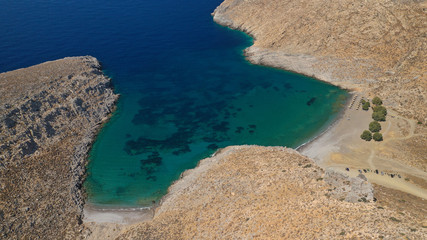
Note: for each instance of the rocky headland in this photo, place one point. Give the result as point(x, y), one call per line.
point(49, 116)
point(253, 192)
point(377, 47)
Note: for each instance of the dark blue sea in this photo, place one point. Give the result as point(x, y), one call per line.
point(186, 89)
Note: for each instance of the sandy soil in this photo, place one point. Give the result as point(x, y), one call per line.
point(341, 147)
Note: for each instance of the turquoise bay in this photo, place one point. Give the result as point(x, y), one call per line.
point(186, 89)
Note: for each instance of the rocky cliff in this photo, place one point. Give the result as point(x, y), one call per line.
point(49, 115)
point(378, 47)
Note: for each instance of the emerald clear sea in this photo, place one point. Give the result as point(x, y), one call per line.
point(186, 88)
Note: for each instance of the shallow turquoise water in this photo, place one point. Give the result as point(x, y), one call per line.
point(193, 107)
point(186, 90)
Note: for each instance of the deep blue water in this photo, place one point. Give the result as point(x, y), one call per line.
point(186, 88)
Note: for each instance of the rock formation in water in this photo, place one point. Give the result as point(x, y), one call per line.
point(379, 47)
point(49, 115)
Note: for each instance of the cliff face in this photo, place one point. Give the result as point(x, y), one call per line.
point(378, 47)
point(251, 192)
point(49, 115)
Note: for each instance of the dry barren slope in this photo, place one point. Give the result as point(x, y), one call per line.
point(379, 47)
point(49, 114)
point(250, 192)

• _WHAT THE EXERCISE ASKS_: Repeat each entry exactly as given; no pictures belong in the copy.

• _SOLUTION FOR THIS PROBLEM_:
Note: for each instance of the rocky headland in this photo, place one point. Give the result as point(x, y), one call per line.
point(49, 116)
point(253, 192)
point(377, 47)
Note: for each instance of the dark blue sea in this photo, place one point. Give the result as point(x, y), one call per line.
point(186, 89)
Note: for each instance of the sandy soil in this photo, place one point. Give the result as point(x, y), one call per line.
point(341, 147)
Note: for each instance of the turquoise bay in this photo, place one point. Give the result as point(x, y), one call per line.
point(186, 89)
Note: for each instance of the rocky cliff in this photo, place one point. Give the result as point(x, y), one call per line.
point(49, 115)
point(378, 47)
Note: for each instance of the emerald clear sea in this photo, place one point. Give the result as point(x, y), one call per line.
point(186, 88)
Note: for each instance of the shallow turquoise water in this photo, place one point. Give the result as point(x, y), one call per line.
point(193, 107)
point(186, 90)
Note: for each instance of the deep blue water in this photo, place one point. Give the result as point(x, y), one call per line.
point(186, 88)
Note: for each instance of the rock formation in water in this photo, place one point. Give the result as point(x, y), one call per line.
point(379, 47)
point(49, 115)
Note: for each instance of the cliff face in this photo, place one point. Give the result as point(x, y), one call per line.
point(378, 47)
point(251, 192)
point(49, 115)
Note: for each instance of the dry barren slope in this photo, place one point. Give the result as point(x, y), one call per line.
point(379, 47)
point(49, 114)
point(250, 192)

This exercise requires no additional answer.